### Petunjuk Tugas
1. Dalam teks refleksi Ramadan, hari apa yang disebutkan oleh sang ibu sebagai hari itu?
2. Tuliskan kembali sebagian teks refleksi Ramadan, mulai pada kata-kata "Refleksi sebulan ramadan" dan berhenti setelah "dimensi lain. (hehe)".

### Teks yang Disediakan

===============

Refleksi sebulan ramadan

Java Tivi
0
Kamis, 1 Syawal 1436 Hijriyah, 16 Juli 2015

Kegagalan adalah pembelajaran paling manis. Tapi kita merasakannya saat ‘lidah hati’ kita sedang sakit. Maka rasa manis itu terasa pahit, bahkan sangat pahit. Innaha tadzkiroh, sesungguhnya itu adalah pembelajaran. Mengapa manusia harus diajari? Mengapa manusia harus diajari berkali-kali, sedang yang lain enggan mengambil pelajaran (takut gagal)? Siapakah yang beruntung, ia yang belajar berkali-kali, atau mereka yang tak diberi kesempatan belajar berulang kali?

Aku bertanya pada ibuku, “Ma, ini hari Rabu ‘kan? Besok masih ramadan sehari lagi ‘kan?” aku benar-benar tak tahu ini hari apa dan tanggal berapa. Serasa seperti habis berkunjung ke dimensi lain. (hehe)

“Rabu apaan? Ini hari Kamis, malam Jumat. Besok lebaran,”

Ya ampun!

===============

(Baris dari sebuah kumpulan data)
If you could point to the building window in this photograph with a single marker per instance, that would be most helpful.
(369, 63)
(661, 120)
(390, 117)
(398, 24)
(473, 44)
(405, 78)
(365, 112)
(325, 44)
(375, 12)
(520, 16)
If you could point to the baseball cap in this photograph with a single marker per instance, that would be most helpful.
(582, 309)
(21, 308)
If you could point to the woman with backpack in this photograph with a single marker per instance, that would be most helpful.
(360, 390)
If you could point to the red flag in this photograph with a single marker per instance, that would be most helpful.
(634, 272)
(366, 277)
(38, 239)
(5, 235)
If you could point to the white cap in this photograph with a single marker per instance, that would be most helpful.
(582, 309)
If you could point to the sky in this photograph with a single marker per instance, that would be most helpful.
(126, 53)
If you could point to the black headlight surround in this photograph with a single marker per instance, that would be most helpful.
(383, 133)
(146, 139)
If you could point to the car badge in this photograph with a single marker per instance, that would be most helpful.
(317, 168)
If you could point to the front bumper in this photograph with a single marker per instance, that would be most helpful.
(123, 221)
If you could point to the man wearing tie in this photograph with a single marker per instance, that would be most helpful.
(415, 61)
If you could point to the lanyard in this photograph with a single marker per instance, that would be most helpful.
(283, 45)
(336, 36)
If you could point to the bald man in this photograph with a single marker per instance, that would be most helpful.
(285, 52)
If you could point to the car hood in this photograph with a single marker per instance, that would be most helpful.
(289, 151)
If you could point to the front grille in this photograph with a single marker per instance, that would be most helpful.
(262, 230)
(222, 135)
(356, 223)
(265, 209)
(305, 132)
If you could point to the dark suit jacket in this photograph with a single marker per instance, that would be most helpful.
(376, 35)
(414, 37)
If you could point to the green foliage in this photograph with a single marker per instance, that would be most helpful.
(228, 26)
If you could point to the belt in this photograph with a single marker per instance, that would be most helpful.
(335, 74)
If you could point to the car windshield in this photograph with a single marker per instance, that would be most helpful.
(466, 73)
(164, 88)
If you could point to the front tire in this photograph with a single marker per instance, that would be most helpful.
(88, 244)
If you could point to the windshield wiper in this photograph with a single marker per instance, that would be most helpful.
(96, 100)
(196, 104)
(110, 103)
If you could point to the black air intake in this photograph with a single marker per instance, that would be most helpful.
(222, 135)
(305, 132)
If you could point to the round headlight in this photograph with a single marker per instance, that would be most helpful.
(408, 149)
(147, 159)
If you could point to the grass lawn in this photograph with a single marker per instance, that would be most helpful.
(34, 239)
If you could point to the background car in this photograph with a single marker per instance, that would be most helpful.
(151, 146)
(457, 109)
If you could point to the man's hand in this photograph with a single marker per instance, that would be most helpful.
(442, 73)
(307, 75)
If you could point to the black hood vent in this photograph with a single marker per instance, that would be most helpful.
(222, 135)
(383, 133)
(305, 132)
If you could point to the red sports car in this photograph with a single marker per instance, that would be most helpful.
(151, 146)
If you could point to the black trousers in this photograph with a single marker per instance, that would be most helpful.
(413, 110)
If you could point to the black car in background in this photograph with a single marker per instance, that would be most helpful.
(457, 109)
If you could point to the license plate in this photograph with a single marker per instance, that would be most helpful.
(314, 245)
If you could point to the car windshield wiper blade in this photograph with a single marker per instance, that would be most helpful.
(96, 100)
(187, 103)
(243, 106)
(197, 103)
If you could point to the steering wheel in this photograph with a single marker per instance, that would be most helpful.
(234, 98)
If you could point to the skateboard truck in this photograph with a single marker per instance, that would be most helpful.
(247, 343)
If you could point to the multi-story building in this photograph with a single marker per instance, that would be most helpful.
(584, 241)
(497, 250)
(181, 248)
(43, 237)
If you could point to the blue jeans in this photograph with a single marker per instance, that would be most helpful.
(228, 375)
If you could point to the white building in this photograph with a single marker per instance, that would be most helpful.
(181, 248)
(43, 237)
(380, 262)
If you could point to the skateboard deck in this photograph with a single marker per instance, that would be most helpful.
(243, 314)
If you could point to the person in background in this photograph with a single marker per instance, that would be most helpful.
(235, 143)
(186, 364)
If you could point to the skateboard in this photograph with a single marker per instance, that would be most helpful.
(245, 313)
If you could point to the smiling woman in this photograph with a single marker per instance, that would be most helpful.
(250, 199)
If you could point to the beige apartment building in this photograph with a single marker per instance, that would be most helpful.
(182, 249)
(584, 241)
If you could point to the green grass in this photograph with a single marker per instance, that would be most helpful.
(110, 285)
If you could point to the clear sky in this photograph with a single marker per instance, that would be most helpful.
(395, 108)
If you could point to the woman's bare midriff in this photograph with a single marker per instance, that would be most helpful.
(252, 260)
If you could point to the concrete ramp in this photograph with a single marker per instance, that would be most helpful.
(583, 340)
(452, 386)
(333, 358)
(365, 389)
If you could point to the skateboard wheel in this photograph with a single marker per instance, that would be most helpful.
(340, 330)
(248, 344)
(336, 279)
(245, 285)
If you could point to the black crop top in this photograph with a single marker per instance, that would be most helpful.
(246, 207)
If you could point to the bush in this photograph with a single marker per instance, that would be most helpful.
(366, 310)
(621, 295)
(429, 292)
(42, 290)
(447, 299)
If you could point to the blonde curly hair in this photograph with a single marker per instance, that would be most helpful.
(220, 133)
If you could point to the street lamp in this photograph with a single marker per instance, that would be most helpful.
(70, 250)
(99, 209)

===============

### Jawaban Tertulis
1. Hari Kamis, malam Jumat.

2.
Refleksi sebulan ramadan

Java Tivi
0
Kamis, 1 Syawal 1436 Hijriyah, 16 Juli 2015

Kegagalan adalah pembelajaran paling manis. Tapi kita merasakannya saat ‘lidah hati’ kita sedang sakit. Maka rasa manis itu terasa pahit, bahkan sangat pahit. Innaha tadzkiroh, sesungguhnya itu adalah pembelajaran. Mengapa manusia harus diajari? Mengapa manusia harus diajari berkali-kali, sedang yang lain enggan mengambil pelajaran (takut gagal)? Siapakah yang beruntung, ia yang belajar berkali-kali, atau mereka yang tak diberi kesempatan belajar berulang kali?

Aku bertanya pada ibuku, “Ma, ini hari Rabu ‘kan? Besok masih ramadan sehari lagi ‘kan?” aku benar-benar tak tahu ini hari apa dan tanggal berapa. Serasa seperti habis berkunjung ke dimensi lain. (hehe)